■ **How to complete this task**:
The whole of the data must be transcribed exactly.

[Start of Attachment]

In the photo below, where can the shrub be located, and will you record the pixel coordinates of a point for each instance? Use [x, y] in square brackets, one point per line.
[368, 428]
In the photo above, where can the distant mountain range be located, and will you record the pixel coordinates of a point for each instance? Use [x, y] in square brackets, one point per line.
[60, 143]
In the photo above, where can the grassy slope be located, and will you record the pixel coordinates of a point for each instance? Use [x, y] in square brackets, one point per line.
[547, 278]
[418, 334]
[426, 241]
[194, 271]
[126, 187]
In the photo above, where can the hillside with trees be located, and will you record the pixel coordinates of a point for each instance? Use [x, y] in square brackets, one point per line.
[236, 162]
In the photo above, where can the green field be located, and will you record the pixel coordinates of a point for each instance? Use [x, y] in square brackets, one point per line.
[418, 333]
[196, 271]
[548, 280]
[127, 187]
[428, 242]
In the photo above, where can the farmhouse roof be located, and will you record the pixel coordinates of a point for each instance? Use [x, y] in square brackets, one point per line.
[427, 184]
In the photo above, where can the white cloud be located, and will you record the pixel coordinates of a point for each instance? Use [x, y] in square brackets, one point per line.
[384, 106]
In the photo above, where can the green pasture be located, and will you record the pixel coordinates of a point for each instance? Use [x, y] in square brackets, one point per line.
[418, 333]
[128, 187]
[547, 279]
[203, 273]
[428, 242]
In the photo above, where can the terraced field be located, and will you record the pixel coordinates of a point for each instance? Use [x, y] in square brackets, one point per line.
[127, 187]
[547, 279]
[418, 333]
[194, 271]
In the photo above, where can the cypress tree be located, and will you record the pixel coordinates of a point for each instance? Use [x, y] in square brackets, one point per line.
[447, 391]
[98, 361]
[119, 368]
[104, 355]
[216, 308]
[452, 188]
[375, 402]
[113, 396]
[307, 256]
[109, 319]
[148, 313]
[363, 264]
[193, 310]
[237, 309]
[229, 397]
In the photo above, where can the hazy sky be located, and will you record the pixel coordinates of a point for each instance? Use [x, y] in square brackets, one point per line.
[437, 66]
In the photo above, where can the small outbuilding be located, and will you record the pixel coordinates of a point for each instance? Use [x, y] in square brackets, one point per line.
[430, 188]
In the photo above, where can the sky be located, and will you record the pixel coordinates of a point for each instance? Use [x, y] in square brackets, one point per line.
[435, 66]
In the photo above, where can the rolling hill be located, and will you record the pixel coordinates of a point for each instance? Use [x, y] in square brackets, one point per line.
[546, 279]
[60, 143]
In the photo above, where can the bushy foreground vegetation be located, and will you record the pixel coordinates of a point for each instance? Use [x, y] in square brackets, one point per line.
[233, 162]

[End of Attachment]

■ **Finished exercise**:
In the photo below, where can the shrub be located, and will you record the pixel coordinates of a point for each instance? Use [x, y] in square brackets, one point per line.
[368, 428]
In the photo above, where can the distant mountain range be located, and will you record the pixel coordinates of a point for each instance? Use [x, y] in square brackets, one point per line.
[60, 143]
In the photo above, where can the grassy slope be located, and will you record the pixel coordinates of a point for each instance? Use [x, y] in square brackets, one point per line.
[547, 278]
[418, 334]
[426, 241]
[194, 271]
[126, 187]
In the photo above, where can the hillside with trees be located, and will you record the pixel coordinates of a point for each instance? Use [x, y] in square brackets, one point per line.
[236, 162]
In the photo above, where can the green field be located, and will you record the pixel coordinates of a point for each instance? Use [x, y] in square brackets, one point per line.
[418, 333]
[196, 271]
[548, 280]
[127, 187]
[428, 242]
In the photo above, where can the farmhouse roof be located, and will you record the pixel coordinates of a point for each instance? Use [x, y] in square brackets, one point per line.
[427, 184]
In the photo above, where can the white cloud be located, and will you record the pixel coordinates of a point for each instance? Use [x, y] in square brackets, one point per line.
[384, 106]
In the photo above, where can the green pasture be located, and will you record the pixel coordinates of a point for each instance? Use [x, y] in square brackets, one point per line.
[418, 333]
[128, 187]
[547, 279]
[203, 273]
[428, 242]
In the photo above, where can the terraced field be located, and will you record the pixel coordinates of a point for each instance? Use [x, y] in square brackets, one point per line.
[127, 187]
[547, 279]
[418, 333]
[194, 271]
In the photo above, where can the cypress tree be located, and will you record the pixel coordinates of a point for each instance? Use [x, y] in square brackets, one point per line.
[447, 391]
[98, 361]
[119, 368]
[104, 355]
[216, 308]
[452, 188]
[375, 402]
[113, 396]
[307, 256]
[109, 319]
[148, 313]
[363, 264]
[193, 310]
[237, 309]
[229, 397]
In the photo above, where can the hazy sky be located, and will you record the pixel coordinates of a point for each instance? Use [x, y] in square brackets, one point per line.
[437, 66]
In the photo above, where can the small outbuilding be located, and will you record the pixel coordinates of a point for each instance? Use [x, y] in square brackets, one point per line.
[430, 188]
In the photo above, where can the sky be located, and will you record the pixel coordinates of a point for each instance? Use [x, y] in square brackets, one point per line.
[435, 66]
In the photo above, where can the rolling hill be located, and will you record the pixel coordinates of a point for each instance? Use [x, y] in square brackets, one point per line.
[546, 279]
[60, 143]
In the photo above, where can the bushy foreground vegetation be located, and will you record the pixel coordinates of a point for each instance? Use [x, y] in square brackets, one point per line.
[233, 162]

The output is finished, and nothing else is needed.